EXERCISE DIRECTIONS:
In the records below, find each line with the word "bulb" and copy it.

[Extracted records]

↓

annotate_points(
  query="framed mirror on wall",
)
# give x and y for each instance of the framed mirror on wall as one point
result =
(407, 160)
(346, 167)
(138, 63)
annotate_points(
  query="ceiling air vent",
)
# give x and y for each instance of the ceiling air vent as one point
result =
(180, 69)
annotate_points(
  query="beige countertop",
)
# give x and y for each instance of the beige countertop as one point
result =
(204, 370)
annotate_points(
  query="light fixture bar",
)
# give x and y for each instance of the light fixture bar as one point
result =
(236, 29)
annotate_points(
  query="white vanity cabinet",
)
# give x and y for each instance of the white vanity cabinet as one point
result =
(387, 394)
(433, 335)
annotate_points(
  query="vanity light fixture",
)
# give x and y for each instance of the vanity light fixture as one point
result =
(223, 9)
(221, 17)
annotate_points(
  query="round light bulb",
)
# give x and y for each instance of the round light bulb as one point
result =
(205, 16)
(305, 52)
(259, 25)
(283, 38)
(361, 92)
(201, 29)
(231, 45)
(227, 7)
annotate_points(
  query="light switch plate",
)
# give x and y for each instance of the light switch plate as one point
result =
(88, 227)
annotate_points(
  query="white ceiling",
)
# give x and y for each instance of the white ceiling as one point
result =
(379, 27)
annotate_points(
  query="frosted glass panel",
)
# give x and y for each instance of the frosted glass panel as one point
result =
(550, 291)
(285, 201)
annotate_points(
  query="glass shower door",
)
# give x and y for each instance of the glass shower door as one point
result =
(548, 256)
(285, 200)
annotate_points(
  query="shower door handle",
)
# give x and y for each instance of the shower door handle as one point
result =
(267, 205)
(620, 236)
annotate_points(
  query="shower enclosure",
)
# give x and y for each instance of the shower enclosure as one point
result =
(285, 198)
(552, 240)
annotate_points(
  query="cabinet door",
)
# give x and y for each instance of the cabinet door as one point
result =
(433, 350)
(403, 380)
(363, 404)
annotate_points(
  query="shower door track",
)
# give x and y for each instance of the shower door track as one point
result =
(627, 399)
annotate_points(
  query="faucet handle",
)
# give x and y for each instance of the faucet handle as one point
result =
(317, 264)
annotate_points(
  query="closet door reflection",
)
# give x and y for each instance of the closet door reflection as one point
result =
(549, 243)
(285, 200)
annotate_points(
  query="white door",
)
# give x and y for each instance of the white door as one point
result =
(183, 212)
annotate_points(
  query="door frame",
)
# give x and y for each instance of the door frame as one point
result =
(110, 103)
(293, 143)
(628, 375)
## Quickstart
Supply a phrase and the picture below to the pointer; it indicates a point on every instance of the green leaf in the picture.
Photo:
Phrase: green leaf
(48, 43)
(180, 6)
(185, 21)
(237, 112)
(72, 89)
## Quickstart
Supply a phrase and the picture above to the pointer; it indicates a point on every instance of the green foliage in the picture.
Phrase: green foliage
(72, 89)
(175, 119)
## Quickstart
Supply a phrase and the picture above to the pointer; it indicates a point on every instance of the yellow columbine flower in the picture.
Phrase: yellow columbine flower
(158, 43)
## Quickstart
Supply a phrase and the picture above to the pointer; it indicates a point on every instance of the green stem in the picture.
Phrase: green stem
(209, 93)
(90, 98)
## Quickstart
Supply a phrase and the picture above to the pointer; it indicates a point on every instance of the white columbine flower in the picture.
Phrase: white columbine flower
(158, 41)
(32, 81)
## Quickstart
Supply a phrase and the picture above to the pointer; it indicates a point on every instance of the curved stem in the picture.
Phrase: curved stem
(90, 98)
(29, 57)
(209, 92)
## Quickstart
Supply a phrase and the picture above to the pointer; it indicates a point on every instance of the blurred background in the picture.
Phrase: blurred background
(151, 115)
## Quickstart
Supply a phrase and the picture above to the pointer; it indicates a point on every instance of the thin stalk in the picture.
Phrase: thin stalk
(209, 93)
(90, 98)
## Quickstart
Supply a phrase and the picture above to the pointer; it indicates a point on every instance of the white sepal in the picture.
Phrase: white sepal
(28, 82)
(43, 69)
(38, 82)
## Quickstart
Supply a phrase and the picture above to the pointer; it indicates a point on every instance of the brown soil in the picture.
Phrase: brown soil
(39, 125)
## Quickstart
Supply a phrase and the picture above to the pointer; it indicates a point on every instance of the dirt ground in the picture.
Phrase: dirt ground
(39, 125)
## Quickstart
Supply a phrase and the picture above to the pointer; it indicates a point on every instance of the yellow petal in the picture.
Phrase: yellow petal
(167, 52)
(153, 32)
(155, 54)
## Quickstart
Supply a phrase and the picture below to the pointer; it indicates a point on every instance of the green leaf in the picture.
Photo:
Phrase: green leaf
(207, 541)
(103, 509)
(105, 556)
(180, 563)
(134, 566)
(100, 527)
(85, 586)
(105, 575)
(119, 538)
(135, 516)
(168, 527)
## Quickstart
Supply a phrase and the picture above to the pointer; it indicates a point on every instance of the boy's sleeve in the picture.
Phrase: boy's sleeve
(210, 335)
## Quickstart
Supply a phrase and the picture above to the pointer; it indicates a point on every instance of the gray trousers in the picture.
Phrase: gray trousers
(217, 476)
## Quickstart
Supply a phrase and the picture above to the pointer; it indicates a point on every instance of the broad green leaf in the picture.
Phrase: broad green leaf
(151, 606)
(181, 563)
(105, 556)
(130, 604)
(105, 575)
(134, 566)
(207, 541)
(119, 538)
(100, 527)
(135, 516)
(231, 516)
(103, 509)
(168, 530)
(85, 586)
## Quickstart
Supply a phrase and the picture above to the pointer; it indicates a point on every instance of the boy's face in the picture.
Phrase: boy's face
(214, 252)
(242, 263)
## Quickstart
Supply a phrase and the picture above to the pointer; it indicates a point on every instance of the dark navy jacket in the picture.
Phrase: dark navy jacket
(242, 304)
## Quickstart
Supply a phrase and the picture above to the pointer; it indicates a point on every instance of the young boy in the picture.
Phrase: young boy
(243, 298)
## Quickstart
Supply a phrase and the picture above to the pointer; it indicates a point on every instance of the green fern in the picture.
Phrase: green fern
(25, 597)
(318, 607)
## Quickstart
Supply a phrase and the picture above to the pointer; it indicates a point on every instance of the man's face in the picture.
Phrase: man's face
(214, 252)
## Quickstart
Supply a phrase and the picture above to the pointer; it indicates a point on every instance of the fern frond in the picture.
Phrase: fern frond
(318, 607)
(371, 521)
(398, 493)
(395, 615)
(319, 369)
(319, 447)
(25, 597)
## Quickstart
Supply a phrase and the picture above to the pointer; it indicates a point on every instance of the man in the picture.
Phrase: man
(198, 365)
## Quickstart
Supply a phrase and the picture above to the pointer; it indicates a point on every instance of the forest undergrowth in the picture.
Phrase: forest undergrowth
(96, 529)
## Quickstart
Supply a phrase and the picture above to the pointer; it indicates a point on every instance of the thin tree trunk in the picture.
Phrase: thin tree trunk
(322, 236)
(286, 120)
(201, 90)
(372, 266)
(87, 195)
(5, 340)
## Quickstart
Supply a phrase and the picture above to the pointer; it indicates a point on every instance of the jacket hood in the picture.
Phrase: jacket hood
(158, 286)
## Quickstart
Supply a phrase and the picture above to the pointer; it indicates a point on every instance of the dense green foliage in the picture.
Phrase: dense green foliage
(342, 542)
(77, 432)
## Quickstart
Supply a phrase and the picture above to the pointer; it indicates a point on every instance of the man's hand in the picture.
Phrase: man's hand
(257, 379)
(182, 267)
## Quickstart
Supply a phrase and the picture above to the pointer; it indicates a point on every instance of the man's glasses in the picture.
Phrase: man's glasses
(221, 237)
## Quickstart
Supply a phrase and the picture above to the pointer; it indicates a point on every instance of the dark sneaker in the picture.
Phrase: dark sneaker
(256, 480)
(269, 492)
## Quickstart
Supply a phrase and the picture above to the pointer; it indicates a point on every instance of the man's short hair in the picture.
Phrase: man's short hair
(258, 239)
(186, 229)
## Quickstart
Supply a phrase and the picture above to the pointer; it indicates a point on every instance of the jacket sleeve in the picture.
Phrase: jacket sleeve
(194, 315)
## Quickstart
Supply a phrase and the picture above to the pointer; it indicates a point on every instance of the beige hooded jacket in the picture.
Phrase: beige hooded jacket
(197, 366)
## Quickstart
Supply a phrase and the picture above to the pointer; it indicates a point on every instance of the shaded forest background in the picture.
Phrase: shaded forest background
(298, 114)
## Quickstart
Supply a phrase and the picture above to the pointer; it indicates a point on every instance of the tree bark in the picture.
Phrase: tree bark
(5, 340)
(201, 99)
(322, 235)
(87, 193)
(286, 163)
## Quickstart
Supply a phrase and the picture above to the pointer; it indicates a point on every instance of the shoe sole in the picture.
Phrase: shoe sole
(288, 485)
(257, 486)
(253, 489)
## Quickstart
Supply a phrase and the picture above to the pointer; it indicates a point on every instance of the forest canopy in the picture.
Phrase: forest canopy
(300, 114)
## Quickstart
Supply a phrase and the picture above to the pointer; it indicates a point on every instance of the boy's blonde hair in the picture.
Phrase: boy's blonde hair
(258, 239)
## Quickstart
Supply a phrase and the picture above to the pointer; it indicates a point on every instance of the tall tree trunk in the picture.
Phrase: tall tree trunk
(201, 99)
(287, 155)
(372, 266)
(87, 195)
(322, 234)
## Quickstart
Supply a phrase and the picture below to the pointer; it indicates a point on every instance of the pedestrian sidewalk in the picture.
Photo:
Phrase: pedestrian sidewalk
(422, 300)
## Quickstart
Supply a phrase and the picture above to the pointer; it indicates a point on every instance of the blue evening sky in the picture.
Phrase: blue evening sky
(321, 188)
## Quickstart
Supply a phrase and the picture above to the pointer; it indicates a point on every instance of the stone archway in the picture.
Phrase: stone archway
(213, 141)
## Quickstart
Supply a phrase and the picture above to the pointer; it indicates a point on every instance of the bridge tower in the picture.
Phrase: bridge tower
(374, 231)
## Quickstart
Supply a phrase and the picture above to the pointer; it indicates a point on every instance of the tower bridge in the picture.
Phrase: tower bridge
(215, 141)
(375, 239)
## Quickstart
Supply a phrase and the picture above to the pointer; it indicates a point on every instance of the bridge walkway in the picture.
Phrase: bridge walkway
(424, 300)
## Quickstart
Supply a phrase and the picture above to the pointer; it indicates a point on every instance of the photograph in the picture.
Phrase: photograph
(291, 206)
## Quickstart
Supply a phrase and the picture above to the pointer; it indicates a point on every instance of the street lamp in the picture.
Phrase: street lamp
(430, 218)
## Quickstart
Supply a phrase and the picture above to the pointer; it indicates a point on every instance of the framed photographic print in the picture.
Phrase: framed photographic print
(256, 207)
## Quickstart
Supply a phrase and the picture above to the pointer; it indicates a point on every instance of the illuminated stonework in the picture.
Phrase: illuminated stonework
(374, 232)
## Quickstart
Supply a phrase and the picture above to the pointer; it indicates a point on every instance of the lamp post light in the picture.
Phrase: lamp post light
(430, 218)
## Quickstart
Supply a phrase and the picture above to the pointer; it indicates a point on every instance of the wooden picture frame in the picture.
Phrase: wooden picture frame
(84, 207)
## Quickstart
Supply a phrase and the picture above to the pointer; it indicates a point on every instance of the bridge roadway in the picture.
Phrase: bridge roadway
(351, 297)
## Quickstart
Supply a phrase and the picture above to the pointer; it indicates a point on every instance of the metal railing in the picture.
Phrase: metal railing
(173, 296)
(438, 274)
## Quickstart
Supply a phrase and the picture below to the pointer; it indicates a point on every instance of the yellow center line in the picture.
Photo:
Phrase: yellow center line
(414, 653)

↑

ANSWER BOX:
  query="round light bulb",
# give x and y for each instance of the round light bulb as one point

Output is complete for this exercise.